(Dataset rows recording where objects appear)
□ □ □ □ □

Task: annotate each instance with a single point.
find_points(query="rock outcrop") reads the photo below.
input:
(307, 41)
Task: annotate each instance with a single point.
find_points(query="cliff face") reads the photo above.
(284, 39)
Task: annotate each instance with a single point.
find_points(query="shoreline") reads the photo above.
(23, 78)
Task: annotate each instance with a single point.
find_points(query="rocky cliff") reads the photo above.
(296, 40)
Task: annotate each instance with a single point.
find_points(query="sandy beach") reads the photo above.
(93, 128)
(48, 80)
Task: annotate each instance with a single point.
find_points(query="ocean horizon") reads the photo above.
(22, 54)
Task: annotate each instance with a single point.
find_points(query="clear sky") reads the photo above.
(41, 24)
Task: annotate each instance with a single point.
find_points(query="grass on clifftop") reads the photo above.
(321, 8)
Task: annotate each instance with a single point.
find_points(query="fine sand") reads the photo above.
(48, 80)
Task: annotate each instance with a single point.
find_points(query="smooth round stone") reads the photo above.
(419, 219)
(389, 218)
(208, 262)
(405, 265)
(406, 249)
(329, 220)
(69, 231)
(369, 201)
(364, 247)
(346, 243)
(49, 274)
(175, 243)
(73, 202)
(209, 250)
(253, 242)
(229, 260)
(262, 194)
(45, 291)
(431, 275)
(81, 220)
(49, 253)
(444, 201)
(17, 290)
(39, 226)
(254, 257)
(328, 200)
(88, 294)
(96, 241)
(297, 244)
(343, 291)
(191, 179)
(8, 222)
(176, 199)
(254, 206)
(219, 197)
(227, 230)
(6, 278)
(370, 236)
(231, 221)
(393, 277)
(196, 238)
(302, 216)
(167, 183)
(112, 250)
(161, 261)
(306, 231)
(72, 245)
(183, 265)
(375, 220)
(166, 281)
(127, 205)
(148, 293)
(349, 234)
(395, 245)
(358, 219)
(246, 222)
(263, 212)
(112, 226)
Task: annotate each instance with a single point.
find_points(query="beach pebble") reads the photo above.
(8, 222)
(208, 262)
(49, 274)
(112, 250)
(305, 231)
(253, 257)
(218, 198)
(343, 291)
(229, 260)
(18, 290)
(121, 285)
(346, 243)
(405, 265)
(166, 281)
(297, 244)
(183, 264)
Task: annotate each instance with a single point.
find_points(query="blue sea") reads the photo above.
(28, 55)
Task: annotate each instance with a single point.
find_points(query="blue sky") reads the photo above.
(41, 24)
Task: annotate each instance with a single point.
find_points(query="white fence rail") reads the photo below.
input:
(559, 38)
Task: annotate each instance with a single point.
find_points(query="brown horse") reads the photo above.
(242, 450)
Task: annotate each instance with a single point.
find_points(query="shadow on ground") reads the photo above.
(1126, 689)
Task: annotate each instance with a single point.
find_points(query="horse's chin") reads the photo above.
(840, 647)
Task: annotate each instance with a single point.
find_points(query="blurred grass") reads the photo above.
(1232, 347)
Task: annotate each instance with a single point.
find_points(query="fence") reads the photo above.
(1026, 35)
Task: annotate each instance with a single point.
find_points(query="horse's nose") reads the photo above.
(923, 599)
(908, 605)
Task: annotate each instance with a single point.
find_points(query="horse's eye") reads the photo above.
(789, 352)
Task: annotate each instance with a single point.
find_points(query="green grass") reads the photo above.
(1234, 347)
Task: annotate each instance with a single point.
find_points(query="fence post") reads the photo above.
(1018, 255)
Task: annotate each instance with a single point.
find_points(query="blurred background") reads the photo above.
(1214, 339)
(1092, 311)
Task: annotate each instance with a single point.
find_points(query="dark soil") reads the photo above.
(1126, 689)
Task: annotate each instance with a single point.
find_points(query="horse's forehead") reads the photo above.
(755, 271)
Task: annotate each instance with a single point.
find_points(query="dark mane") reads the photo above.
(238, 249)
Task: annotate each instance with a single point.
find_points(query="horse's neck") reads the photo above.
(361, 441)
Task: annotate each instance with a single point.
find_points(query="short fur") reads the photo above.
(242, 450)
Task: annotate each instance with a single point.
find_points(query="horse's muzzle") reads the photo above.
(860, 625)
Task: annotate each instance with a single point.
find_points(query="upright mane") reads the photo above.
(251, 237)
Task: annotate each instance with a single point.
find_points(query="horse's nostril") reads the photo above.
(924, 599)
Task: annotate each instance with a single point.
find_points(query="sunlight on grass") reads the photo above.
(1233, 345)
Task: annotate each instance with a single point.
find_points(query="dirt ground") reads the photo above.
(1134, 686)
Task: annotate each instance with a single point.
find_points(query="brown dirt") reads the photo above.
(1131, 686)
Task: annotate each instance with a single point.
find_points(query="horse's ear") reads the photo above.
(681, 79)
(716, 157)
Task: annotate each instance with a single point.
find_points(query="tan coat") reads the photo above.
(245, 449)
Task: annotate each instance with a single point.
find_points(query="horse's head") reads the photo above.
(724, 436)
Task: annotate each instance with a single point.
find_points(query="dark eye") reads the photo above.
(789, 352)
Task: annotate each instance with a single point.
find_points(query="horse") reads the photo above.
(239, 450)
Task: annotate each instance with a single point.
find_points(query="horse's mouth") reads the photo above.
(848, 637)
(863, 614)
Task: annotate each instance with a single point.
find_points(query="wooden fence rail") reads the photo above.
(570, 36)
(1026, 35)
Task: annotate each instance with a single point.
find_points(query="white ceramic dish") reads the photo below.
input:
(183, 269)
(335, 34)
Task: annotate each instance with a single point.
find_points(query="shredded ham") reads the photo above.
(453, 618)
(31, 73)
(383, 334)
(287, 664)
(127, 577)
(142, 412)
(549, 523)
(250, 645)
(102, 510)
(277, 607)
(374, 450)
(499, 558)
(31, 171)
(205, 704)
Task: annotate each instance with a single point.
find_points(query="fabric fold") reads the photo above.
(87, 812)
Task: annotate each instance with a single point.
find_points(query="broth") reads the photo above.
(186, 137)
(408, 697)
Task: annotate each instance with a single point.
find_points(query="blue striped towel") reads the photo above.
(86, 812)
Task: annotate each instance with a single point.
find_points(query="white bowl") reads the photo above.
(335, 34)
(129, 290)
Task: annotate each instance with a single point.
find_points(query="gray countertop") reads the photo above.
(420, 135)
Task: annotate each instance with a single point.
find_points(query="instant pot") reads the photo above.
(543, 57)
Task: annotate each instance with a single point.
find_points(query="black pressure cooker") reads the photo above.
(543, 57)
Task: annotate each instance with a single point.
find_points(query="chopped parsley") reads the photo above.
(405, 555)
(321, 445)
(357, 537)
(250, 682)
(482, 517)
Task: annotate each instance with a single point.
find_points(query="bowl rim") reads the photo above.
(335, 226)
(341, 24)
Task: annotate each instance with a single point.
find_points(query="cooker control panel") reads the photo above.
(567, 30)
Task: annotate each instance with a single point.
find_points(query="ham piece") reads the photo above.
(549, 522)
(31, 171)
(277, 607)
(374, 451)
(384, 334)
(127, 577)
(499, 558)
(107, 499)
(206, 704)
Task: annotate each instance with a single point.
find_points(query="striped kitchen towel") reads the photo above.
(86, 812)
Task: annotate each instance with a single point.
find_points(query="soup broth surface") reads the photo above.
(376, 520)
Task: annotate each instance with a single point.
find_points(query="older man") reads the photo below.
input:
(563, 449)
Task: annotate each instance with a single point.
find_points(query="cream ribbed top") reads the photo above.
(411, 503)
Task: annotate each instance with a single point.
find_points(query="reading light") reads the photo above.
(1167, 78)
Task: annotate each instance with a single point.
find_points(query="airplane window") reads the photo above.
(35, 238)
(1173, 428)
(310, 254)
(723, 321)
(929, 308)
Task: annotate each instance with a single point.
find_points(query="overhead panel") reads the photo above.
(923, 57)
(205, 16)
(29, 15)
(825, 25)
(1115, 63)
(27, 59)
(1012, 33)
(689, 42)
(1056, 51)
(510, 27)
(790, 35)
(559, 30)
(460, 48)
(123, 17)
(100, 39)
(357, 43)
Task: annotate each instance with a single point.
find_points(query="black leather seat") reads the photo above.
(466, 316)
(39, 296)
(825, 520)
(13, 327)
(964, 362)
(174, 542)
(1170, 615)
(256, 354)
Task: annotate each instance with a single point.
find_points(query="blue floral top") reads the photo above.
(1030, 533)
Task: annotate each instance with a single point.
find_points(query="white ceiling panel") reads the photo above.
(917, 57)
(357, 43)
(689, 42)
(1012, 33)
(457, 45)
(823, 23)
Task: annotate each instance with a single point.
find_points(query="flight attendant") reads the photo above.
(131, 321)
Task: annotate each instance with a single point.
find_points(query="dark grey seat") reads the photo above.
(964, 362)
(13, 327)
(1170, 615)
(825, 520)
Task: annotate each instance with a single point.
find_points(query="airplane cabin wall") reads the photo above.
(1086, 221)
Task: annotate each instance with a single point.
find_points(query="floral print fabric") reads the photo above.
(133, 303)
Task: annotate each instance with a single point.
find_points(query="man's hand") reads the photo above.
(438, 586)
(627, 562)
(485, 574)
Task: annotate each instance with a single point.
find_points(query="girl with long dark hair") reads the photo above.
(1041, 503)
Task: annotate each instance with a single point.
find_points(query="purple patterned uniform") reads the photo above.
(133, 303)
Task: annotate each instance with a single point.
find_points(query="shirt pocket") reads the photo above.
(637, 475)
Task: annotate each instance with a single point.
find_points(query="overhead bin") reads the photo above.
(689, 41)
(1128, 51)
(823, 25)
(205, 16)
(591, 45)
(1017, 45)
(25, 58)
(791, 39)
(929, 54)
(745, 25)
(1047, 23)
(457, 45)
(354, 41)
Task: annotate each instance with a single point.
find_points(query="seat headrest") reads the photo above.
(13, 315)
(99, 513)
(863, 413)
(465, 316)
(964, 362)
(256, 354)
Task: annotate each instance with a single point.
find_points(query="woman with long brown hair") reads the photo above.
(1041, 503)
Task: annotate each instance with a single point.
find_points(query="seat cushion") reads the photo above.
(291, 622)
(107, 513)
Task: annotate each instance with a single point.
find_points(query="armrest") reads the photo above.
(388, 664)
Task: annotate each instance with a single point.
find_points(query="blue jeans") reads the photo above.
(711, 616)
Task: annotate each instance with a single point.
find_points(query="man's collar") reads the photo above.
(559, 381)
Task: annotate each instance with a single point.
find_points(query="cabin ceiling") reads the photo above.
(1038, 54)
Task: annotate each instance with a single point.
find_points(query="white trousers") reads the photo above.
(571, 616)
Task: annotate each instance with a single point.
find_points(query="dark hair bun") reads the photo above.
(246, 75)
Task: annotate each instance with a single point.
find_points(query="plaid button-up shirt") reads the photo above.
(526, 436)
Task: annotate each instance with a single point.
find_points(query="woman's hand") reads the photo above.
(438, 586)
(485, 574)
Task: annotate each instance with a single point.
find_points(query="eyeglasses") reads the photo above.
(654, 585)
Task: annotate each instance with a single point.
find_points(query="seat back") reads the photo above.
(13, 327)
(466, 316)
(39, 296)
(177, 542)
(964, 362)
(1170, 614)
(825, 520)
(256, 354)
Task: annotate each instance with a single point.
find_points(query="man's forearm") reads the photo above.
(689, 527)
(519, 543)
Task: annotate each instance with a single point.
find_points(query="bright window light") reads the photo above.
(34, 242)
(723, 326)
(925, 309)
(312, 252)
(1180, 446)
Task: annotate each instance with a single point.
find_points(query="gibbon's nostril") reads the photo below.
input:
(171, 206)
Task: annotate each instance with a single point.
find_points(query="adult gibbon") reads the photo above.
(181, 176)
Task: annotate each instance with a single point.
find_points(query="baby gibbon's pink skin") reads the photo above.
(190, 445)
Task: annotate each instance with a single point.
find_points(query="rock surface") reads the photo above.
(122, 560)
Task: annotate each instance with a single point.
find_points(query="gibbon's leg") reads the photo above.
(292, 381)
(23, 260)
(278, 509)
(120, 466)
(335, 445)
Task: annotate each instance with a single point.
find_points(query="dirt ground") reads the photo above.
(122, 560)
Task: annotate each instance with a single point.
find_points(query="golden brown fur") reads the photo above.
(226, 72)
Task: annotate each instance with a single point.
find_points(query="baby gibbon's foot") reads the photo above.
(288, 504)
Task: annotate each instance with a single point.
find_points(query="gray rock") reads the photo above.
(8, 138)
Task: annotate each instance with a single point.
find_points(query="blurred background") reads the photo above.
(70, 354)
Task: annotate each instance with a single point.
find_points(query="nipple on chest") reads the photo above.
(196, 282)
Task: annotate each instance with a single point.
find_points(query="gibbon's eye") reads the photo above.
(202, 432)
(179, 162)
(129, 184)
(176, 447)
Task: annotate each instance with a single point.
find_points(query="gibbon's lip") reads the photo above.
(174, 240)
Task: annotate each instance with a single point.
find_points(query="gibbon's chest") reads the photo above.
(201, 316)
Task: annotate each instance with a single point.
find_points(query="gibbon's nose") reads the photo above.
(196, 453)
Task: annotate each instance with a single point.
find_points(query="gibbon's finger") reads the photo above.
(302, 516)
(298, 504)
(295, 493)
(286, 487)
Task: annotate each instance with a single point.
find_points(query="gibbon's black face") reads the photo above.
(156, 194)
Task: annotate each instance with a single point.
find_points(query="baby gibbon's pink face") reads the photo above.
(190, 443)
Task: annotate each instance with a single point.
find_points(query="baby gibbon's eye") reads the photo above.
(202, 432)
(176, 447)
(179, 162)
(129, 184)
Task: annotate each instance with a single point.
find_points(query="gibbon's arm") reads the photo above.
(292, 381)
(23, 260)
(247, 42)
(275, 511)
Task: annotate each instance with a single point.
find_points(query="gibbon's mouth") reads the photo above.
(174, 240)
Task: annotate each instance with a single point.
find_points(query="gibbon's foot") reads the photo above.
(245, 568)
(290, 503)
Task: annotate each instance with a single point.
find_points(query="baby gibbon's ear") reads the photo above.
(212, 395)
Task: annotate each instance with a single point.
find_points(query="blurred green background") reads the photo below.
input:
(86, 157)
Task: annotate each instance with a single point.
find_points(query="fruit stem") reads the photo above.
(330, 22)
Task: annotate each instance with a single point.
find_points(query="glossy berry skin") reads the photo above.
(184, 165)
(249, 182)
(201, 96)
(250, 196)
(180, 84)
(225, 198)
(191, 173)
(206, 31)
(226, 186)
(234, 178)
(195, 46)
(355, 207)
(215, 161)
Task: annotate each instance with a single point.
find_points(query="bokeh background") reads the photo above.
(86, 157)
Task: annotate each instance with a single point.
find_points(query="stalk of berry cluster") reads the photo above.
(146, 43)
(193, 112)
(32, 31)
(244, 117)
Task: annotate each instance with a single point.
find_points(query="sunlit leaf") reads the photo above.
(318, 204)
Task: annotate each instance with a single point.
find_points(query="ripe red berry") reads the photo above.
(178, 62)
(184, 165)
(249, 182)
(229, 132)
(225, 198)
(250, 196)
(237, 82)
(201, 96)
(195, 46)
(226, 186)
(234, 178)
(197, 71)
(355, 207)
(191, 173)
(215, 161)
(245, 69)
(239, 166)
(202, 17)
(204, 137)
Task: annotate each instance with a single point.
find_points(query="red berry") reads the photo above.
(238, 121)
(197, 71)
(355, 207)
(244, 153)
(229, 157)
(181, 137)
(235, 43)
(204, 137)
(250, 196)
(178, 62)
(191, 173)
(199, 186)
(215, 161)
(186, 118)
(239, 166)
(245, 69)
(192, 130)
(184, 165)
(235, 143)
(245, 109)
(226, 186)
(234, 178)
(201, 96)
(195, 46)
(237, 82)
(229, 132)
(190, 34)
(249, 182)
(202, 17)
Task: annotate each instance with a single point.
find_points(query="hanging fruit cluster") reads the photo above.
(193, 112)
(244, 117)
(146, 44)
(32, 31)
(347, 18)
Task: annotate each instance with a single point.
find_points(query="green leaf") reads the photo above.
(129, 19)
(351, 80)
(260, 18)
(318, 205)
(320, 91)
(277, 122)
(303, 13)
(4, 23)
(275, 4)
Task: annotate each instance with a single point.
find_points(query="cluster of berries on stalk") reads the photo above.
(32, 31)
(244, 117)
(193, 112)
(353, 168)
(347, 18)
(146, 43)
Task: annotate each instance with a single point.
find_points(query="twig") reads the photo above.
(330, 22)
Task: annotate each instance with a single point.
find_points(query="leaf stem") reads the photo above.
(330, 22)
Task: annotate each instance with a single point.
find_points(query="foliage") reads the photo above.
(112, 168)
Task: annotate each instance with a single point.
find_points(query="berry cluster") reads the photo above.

□ □ □ □ □

:: EXERCISE PROMPT ::
Count the lines in the entries above that contain the string "beach", treating uppercase and lowercase letters as distinct. Reply with the number alone.

:: FINISHED EXERCISE ::
2